> [Work required]:
Extract every line below that contains the string "green". Treat the match as case-sensitive.

+++ Records to use +++

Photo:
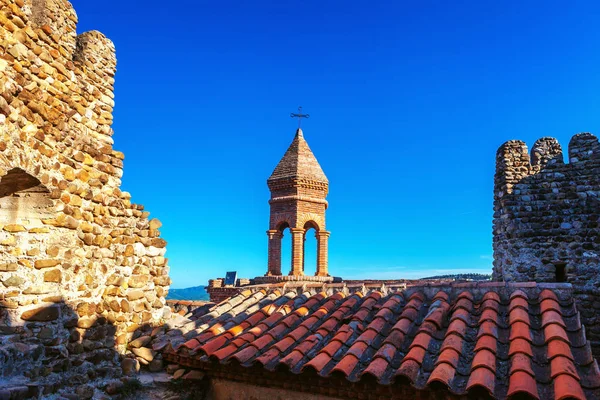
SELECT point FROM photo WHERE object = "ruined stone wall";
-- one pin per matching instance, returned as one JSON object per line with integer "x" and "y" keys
{"x": 81, "y": 267}
{"x": 546, "y": 215}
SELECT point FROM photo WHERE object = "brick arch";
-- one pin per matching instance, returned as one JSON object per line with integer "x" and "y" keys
{"x": 311, "y": 218}
{"x": 280, "y": 220}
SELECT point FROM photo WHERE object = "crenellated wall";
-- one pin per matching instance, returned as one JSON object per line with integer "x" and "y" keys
{"x": 81, "y": 267}
{"x": 546, "y": 215}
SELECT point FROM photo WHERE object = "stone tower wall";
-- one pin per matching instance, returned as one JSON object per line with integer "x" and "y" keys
{"x": 546, "y": 215}
{"x": 81, "y": 267}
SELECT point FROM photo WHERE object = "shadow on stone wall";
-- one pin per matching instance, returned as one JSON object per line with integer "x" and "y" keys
{"x": 49, "y": 348}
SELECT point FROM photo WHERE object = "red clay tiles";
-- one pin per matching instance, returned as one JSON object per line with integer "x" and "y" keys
{"x": 497, "y": 341}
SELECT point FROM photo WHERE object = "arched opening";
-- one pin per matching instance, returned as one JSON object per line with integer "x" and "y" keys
{"x": 311, "y": 246}
{"x": 23, "y": 200}
{"x": 286, "y": 248}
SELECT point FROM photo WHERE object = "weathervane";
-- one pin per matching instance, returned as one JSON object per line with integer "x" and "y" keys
{"x": 299, "y": 116}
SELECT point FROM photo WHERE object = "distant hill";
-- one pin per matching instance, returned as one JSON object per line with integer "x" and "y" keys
{"x": 193, "y": 293}
{"x": 463, "y": 277}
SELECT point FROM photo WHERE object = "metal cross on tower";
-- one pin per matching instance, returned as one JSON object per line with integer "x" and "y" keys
{"x": 299, "y": 116}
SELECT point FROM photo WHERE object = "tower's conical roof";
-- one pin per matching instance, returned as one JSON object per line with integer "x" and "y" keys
{"x": 299, "y": 162}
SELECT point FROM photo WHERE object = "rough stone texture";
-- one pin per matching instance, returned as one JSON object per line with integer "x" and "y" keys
{"x": 546, "y": 215}
{"x": 298, "y": 191}
{"x": 81, "y": 267}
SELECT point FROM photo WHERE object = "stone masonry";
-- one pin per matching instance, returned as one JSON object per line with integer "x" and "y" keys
{"x": 81, "y": 267}
{"x": 546, "y": 215}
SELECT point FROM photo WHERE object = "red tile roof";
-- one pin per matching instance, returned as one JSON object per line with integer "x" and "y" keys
{"x": 488, "y": 338}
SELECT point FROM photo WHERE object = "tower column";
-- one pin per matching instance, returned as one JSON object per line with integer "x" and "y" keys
{"x": 297, "y": 251}
{"x": 274, "y": 252}
{"x": 322, "y": 249}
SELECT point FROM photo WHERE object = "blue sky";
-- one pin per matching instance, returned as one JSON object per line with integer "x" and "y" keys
{"x": 408, "y": 100}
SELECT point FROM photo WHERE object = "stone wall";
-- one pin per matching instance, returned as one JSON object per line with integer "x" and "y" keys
{"x": 81, "y": 267}
{"x": 546, "y": 215}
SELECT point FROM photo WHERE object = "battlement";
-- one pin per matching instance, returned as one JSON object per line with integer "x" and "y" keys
{"x": 52, "y": 24}
{"x": 546, "y": 217}
{"x": 514, "y": 162}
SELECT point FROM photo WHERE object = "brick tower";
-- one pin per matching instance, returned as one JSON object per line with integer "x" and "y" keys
{"x": 298, "y": 191}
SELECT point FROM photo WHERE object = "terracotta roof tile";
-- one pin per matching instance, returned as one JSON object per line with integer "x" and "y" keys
{"x": 484, "y": 378}
{"x": 521, "y": 382}
{"x": 567, "y": 387}
{"x": 504, "y": 341}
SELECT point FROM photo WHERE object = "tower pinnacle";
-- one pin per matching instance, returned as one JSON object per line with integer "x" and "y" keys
{"x": 299, "y": 189}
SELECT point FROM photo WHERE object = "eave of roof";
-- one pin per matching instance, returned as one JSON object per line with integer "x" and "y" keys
{"x": 503, "y": 339}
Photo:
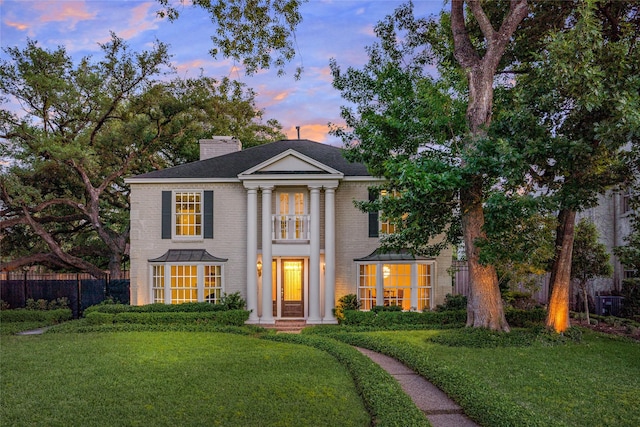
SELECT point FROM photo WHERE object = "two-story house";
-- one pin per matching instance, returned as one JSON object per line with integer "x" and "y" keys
{"x": 277, "y": 223}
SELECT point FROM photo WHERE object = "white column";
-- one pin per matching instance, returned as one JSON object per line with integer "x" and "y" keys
{"x": 267, "y": 258}
{"x": 252, "y": 254}
{"x": 380, "y": 284}
{"x": 329, "y": 255}
{"x": 314, "y": 258}
{"x": 414, "y": 285}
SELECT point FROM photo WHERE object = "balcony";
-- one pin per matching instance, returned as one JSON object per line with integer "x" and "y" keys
{"x": 290, "y": 228}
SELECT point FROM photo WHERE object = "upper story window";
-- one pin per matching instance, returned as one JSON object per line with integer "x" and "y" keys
{"x": 188, "y": 214}
{"x": 625, "y": 203}
{"x": 291, "y": 221}
{"x": 387, "y": 225}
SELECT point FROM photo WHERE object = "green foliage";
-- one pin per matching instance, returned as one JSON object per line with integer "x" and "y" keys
{"x": 26, "y": 315}
{"x": 346, "y": 302}
{"x": 233, "y": 301}
{"x": 390, "y": 318}
{"x": 380, "y": 308}
{"x": 163, "y": 308}
{"x": 485, "y": 405}
{"x": 85, "y": 127}
{"x": 590, "y": 257}
{"x": 485, "y": 338}
{"x": 259, "y": 34}
{"x": 42, "y": 304}
{"x": 519, "y": 300}
{"x": 631, "y": 302}
{"x": 381, "y": 393}
{"x": 173, "y": 378}
{"x": 229, "y": 317}
{"x": 453, "y": 302}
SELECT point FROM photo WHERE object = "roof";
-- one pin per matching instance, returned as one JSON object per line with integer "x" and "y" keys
{"x": 187, "y": 255}
{"x": 232, "y": 164}
{"x": 402, "y": 255}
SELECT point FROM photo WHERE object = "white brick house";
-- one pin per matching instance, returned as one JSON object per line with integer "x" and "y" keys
{"x": 277, "y": 223}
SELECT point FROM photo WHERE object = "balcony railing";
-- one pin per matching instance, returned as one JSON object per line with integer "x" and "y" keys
{"x": 290, "y": 227}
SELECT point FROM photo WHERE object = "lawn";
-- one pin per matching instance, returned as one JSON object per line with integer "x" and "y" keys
{"x": 170, "y": 379}
{"x": 595, "y": 382}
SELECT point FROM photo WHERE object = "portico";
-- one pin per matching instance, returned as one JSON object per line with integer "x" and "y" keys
{"x": 291, "y": 264}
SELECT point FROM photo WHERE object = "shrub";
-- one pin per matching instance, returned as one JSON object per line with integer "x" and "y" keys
{"x": 379, "y": 308}
{"x": 346, "y": 302}
{"x": 386, "y": 319}
{"x": 453, "y": 303}
{"x": 631, "y": 302}
{"x": 229, "y": 317}
{"x": 233, "y": 301}
{"x": 43, "y": 304}
{"x": 381, "y": 393}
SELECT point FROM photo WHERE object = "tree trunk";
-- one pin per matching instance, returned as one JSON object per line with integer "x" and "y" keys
{"x": 484, "y": 307}
{"x": 484, "y": 303}
{"x": 558, "y": 311}
{"x": 586, "y": 302}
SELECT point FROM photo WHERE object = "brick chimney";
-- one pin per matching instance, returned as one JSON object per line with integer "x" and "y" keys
{"x": 218, "y": 146}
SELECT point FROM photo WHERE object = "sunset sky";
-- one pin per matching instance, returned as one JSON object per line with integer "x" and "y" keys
{"x": 337, "y": 29}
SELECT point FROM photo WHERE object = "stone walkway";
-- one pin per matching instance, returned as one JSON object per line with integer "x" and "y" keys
{"x": 440, "y": 410}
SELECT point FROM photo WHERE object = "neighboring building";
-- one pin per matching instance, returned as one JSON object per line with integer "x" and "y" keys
{"x": 281, "y": 214}
{"x": 612, "y": 217}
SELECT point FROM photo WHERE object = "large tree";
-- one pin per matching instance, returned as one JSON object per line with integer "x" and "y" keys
{"x": 572, "y": 112}
{"x": 408, "y": 128}
{"x": 258, "y": 33}
{"x": 81, "y": 129}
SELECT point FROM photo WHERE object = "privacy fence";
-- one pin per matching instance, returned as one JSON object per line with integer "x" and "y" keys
{"x": 82, "y": 290}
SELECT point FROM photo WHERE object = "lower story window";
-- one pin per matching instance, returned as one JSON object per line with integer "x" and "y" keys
{"x": 367, "y": 286}
{"x": 179, "y": 283}
{"x": 406, "y": 285}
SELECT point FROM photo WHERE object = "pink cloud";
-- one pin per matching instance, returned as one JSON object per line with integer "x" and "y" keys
{"x": 141, "y": 20}
{"x": 64, "y": 11}
{"x": 313, "y": 131}
{"x": 17, "y": 25}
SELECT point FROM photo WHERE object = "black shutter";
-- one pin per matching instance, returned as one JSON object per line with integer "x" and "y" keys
{"x": 166, "y": 214}
{"x": 374, "y": 227}
{"x": 208, "y": 215}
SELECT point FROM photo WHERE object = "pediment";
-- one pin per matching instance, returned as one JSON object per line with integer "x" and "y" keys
{"x": 290, "y": 162}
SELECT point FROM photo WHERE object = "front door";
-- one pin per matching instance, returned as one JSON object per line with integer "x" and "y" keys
{"x": 292, "y": 288}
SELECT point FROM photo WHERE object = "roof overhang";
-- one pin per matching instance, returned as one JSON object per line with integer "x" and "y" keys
{"x": 187, "y": 255}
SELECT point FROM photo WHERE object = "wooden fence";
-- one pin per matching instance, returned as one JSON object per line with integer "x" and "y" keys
{"x": 81, "y": 290}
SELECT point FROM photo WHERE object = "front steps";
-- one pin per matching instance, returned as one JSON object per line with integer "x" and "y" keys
{"x": 287, "y": 326}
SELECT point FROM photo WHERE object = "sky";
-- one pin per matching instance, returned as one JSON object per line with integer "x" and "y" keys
{"x": 339, "y": 29}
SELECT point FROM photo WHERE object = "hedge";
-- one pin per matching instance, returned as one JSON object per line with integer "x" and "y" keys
{"x": 50, "y": 316}
{"x": 230, "y": 317}
{"x": 385, "y": 319}
{"x": 382, "y": 395}
{"x": 187, "y": 307}
{"x": 484, "y": 405}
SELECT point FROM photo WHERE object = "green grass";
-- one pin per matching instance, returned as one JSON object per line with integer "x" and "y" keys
{"x": 10, "y": 328}
{"x": 592, "y": 383}
{"x": 171, "y": 379}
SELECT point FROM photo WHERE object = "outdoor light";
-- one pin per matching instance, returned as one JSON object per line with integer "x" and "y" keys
{"x": 386, "y": 271}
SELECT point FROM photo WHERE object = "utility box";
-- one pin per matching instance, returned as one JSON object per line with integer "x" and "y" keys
{"x": 609, "y": 305}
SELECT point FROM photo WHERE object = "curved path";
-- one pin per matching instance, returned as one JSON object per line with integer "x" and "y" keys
{"x": 440, "y": 410}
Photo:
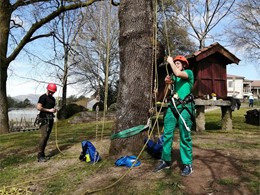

+++

> [Correct result]:
SELECT point FROM photo WHERE object = "green foliage";
SELECT point FROM photo WHERE object = "green grass";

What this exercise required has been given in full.